Problem details:
Reproduce the entries from the start through the line with "(1067, 688)", replacing "drop a marker" with "place a pin" and leaving everything else unchanged.
○ ○ ○ ○ ○
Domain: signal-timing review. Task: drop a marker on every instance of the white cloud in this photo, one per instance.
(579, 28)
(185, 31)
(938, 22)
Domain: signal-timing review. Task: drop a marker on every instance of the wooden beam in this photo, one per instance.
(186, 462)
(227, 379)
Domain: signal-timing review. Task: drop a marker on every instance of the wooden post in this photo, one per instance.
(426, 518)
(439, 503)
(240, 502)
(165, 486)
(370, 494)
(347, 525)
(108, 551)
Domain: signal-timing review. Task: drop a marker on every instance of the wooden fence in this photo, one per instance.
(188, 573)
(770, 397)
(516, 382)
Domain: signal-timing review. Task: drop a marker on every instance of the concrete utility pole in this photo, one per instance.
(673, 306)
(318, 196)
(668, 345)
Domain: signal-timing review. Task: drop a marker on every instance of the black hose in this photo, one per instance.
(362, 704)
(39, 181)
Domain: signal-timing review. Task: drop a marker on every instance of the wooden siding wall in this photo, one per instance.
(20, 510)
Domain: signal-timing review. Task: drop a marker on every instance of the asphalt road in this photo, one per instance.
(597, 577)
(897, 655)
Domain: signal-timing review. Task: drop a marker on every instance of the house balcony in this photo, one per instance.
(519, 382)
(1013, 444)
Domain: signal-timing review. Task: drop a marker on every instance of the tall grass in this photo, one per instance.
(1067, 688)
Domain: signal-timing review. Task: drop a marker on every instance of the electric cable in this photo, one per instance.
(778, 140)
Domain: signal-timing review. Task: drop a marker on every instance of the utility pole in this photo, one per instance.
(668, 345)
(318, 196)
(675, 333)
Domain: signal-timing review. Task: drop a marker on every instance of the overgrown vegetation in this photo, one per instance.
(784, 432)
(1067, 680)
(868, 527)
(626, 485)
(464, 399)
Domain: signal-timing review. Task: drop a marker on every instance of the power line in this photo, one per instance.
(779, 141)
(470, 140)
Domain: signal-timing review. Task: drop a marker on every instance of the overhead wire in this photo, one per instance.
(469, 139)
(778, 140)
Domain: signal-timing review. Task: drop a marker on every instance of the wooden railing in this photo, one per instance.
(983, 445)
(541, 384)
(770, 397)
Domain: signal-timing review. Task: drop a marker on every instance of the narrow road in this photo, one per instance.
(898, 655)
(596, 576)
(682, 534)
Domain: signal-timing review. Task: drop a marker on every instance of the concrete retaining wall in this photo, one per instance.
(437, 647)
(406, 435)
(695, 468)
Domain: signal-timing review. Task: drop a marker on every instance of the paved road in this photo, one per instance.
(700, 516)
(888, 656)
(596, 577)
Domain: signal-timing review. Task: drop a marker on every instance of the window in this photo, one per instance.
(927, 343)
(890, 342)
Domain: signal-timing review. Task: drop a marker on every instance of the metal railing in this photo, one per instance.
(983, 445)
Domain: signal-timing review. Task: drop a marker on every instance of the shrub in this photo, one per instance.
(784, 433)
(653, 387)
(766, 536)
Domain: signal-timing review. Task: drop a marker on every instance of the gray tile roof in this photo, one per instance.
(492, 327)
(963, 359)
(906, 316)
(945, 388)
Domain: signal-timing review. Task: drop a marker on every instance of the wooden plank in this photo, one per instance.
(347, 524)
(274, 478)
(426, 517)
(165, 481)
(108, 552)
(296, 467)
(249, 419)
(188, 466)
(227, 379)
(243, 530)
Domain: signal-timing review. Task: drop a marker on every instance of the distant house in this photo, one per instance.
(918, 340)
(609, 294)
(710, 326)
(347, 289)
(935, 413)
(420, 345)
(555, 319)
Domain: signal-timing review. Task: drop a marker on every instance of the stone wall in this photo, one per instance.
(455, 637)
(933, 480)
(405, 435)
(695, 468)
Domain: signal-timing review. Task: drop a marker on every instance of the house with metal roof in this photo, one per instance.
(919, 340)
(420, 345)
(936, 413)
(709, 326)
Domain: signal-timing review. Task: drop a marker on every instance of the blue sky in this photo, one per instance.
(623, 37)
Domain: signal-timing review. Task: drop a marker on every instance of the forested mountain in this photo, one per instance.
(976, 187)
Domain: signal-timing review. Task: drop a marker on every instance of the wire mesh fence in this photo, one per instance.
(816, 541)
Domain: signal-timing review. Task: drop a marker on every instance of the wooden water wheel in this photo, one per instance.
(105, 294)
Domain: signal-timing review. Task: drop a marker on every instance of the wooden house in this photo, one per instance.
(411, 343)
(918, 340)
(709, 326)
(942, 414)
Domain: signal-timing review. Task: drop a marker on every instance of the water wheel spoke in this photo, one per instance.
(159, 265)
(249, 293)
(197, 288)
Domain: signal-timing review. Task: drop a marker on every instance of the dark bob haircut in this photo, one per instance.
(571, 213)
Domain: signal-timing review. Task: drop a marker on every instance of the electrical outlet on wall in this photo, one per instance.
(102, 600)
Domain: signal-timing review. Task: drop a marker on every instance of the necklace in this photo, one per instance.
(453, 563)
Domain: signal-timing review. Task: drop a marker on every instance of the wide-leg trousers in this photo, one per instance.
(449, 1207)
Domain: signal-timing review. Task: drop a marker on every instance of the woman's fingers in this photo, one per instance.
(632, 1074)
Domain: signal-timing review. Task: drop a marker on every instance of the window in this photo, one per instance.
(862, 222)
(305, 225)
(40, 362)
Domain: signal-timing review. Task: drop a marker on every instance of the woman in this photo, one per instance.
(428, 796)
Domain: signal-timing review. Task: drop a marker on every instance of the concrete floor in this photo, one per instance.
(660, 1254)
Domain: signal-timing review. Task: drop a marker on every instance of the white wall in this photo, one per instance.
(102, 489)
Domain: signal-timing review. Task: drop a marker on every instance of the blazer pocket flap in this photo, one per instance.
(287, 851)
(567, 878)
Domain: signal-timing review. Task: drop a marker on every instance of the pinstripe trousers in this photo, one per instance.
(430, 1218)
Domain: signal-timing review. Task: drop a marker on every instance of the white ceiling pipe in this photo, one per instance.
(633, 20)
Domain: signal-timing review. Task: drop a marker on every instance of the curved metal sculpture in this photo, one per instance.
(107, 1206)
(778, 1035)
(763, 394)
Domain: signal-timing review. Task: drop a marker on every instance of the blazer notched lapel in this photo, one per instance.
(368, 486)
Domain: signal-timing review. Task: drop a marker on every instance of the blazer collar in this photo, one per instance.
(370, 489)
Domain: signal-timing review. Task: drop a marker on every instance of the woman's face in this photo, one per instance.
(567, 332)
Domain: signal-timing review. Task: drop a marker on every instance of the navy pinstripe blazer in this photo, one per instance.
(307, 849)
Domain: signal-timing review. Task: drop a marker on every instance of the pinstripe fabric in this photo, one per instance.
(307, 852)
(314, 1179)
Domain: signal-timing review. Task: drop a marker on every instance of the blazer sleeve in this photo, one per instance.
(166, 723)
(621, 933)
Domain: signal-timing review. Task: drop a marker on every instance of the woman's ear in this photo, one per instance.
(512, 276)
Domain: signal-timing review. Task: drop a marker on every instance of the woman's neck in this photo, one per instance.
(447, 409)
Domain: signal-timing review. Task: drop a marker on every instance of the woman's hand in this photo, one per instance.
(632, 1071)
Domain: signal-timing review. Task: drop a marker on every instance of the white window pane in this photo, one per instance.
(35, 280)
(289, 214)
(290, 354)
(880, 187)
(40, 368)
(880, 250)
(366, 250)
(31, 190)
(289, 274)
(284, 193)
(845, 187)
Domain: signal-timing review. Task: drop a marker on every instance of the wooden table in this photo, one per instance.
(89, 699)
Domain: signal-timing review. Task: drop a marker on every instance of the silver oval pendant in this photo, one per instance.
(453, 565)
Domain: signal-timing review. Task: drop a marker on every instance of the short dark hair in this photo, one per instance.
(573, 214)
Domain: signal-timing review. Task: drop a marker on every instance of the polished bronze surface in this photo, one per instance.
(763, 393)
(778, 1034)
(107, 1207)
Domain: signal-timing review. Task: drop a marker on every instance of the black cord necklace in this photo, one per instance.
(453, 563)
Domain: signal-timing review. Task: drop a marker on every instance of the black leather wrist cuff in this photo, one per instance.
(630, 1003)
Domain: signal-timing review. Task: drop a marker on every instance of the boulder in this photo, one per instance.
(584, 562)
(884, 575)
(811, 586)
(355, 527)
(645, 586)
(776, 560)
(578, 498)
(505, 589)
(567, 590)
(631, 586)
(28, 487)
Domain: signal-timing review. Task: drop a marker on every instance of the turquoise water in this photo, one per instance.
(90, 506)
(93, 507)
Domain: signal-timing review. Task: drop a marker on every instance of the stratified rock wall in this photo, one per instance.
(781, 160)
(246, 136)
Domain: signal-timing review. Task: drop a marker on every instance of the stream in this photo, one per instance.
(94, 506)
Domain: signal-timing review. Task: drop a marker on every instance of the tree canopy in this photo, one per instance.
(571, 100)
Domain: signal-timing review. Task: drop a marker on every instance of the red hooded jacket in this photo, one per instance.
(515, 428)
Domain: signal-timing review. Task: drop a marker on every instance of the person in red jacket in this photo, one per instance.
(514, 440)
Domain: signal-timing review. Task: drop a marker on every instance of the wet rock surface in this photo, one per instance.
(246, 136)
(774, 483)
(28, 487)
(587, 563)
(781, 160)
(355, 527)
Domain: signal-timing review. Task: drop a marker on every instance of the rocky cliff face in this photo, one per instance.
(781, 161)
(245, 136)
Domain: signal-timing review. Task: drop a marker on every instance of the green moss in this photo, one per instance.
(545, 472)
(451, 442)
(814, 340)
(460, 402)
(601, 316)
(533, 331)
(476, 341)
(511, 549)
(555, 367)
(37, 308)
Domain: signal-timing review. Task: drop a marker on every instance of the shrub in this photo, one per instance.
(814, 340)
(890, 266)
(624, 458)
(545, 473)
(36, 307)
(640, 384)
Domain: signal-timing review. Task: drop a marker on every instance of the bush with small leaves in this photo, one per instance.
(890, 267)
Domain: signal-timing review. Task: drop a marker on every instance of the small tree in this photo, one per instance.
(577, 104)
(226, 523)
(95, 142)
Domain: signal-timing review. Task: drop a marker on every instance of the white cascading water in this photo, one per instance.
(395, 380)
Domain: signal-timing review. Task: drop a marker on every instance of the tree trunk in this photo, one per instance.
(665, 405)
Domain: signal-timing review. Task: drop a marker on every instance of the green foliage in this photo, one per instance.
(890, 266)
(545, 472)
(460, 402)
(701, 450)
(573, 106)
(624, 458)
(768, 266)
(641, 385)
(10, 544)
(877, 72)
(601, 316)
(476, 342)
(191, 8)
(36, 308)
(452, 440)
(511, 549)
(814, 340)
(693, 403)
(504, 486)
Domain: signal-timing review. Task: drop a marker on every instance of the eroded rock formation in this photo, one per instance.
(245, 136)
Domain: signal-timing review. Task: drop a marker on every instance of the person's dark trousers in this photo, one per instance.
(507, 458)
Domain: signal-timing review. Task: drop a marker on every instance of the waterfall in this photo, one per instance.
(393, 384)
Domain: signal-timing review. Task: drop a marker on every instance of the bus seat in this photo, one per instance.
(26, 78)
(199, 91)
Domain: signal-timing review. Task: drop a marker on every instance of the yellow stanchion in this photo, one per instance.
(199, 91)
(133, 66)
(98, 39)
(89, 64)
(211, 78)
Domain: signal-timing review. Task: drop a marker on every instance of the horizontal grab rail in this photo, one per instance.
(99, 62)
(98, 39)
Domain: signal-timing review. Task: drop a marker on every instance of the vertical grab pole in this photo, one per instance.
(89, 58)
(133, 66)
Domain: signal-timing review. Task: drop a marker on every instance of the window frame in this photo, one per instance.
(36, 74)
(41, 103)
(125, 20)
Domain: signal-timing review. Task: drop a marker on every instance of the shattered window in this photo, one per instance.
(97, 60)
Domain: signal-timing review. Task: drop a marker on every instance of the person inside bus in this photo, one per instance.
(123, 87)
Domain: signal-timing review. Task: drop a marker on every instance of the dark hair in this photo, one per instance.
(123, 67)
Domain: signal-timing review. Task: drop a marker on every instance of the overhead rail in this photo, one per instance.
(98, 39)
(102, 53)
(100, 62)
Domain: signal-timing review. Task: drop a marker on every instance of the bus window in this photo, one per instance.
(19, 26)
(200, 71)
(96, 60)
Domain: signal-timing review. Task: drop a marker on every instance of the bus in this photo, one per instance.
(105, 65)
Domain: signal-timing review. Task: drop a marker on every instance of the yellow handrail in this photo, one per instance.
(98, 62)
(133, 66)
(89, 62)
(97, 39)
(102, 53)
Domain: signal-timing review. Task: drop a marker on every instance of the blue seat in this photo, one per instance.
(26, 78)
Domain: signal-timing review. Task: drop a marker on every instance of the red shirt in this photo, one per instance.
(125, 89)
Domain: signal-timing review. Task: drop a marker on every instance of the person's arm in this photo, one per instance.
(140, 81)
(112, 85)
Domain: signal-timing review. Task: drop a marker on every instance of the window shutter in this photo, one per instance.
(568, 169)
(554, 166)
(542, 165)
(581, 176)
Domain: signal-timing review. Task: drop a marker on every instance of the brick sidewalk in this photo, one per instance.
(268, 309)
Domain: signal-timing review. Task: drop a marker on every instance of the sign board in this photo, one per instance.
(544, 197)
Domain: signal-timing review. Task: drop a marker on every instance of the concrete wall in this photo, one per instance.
○ ○ ○ ○ ○
Result:
Domain: signal-timing review. Task: place a pin on every instance of the white cloud in this photo, one per instance.
(579, 28)
(185, 31)
(938, 22)
Domain: signal-timing review. Task: place a pin on every instance of the wooden beam in this photo, one per instance.
(186, 462)
(227, 379)
Domain: signal-timing review. Task: place a pin on every instance of the wooden post in this photo, one per instance.
(426, 518)
(439, 503)
(240, 502)
(165, 486)
(370, 494)
(347, 525)
(108, 551)
Domain: signal-timing review. Task: place a pin on every instance of the wooden fence in this photo, one per instance.
(188, 573)
(770, 397)
(516, 382)
Domain: signal-timing review. Task: place a pin on every instance of the concrete utility pole in this photo, one per instance.
(673, 306)
(318, 196)
(668, 345)
Domain: signal-timing review. Task: place a pin on every instance of the black hose in this photo, one per instance.
(362, 704)
(39, 181)
Domain: signal-timing review. Task: place a pin on every instance of the wooden siding wall in this photo, one per instance.
(20, 510)
Domain: signal-timing review. Task: place a pin on every instance of the asphalt road in this photo, one per instance.
(597, 577)
(897, 655)
Domain: signal-timing review. Task: place a pin on every instance of the house balcony in this photo, one per instance.
(519, 382)
(1013, 444)
Domain: signal-timing review. Task: place a pin on every instance of the tall grass in this photo, one per instance.
(1067, 688)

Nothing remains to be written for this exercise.